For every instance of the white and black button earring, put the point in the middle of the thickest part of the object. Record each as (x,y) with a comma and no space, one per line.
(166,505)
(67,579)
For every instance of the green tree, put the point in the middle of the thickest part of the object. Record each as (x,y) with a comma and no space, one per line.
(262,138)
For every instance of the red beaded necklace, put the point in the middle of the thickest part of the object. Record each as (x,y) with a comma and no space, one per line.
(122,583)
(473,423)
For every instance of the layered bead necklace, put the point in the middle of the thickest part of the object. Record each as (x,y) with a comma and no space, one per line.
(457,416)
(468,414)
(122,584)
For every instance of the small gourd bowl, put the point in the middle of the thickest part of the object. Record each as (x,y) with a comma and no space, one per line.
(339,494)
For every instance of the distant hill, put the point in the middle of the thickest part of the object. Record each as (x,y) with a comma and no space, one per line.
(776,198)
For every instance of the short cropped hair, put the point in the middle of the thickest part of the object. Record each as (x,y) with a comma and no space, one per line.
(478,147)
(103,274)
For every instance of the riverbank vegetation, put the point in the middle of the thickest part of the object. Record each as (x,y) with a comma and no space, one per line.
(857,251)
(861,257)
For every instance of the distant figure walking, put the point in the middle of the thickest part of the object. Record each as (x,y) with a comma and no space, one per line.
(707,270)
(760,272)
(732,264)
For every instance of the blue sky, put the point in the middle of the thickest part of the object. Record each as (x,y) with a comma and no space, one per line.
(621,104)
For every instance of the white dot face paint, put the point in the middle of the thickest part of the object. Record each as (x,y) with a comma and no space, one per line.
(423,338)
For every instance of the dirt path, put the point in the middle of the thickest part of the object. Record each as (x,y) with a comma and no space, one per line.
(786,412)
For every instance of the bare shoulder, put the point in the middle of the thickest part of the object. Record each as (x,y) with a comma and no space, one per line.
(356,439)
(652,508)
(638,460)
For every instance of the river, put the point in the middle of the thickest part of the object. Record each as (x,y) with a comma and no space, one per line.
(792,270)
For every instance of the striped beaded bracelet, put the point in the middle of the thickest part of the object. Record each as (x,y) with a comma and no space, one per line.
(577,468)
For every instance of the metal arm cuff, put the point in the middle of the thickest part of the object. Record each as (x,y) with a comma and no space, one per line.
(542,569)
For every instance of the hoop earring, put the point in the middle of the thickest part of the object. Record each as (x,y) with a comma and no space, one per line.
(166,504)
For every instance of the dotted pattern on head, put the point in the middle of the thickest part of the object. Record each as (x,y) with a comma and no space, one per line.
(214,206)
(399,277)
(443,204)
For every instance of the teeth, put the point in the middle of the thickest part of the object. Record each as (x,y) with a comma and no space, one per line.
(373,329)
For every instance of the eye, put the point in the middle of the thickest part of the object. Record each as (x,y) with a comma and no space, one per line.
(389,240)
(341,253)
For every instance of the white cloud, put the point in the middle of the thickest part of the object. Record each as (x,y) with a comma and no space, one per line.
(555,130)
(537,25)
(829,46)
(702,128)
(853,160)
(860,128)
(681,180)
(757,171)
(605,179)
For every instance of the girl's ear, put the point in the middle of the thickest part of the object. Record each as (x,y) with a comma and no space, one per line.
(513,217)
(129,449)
================
§ Exercise instructions
Would you give the data above again, exactly as written?

§ Solution for this problem
For every instance of the white and black button earring, put the point in the middle of the thickest part of the object. Record each as (x,y) with a comma and no space, one per line.
(166,505)
(67,579)
For every instance of the green tree, put the point in the middle of the thickest part of the object. Record each as (x,y) with a comma and no space, one per line.
(262,138)
For every instance of the red beaded necklace, put the point in the middle of the thickest part of the object. Record each as (x,y) with a comma and no space, one per line.
(122,583)
(473,423)
For every instance of the layered bead necklace, put the point in the middle of the thickest part of the object. Record each as (x,y) with a comma and no space, one per line.
(457,416)
(468,414)
(122,584)
For every instance of the small gourd bowl, put the point in the middle of the thickest part of the object. Record each as (x,y) with a comma and no space, one per line.
(339,494)
For every instance of the distant hill, put the point in the middle of the thickest part of the object. Record each as (x,y) with a comma and no space, one per line.
(776,198)
For every instance of the short cropped hair, put the point in the middle of the thickest part of the object. Record each as (x,y) with a comma and no space, one per line.
(478,147)
(103,274)
For every instance of the riverbank vegetation, put the point in the middle of the thickest part of the object. Record each as (x,y) with a comma and no space, one per line.
(857,251)
(861,257)
For every instance of the distant figure walking, put the point in the middle of the thickest part of the object. Record each as (x,y) with a comma and no space, one per line.
(707,270)
(760,272)
(732,264)
For every instance of the blue sky, put the point in the middle of the thickest part of the object. Record each as (x,y) with a comma and no space, one per line.
(621,104)
For every instance of the white dot face paint, put the point in the middle of the thickest part of the object. Record each as (x,y) with a comma and no space, one per line.
(423,338)
For every instance of the dirt path, put the point in the middle of the thickest part of the object. Record each as (x,y) with a comma and no space, one per line.
(786,412)
For every instance of the bare shoulder, put the point in the middle of the thickest part of the object. Record each as (x,y) with a comma and no space, one per line.
(356,439)
(652,508)
(638,460)
For every instance of the river, put the point in the middle of the thickest part of the object. Record each as (x,y) with a comma and no space, one per line.
(792,270)
For every instance of the striped beaded bracelet, put the point in the middle of the thickest part of the object. Record each as (x,y) with a comma and no space, one per line.
(577,468)
For every instance of the metal arm cuff, put the point in the middle of the thickest part of the object. Record each as (x,y) with a comma and no space, one per line.
(542,569)
For every instance of the hoop earring, put the point in the middle of the thickest part of the object. Record each as (x,y) with a comma and no space, one per line.
(166,504)
For every instance of the dotted pattern on head, put the point in the middle of the thickest part of the object. Record each as (x,y) with a comma and no space, one per line.
(214,206)
(399,277)
(443,204)
For every instance of the teeth, put the point in the middle of the thickest part of the object. Record each as (x,y) with a comma and no space, one per line.
(373,329)
For every instance of the eye, put the point in the middle of the thickest part of the object. Record each as (x,y) with a comma and no space, one per line.
(389,240)
(341,253)
For every instance of the white cloud, put the point in the middle of the thickest part of the object. Record each as (x,y) with a comma and no space, one per line.
(555,130)
(537,25)
(829,46)
(702,128)
(853,160)
(860,128)
(681,180)
(757,171)
(605,179)
For every instance of the girl's ear, put the point in the middle of the thickest part of the object. Record each as (x,y) with a comma and no space, one per line.
(513,217)
(129,449)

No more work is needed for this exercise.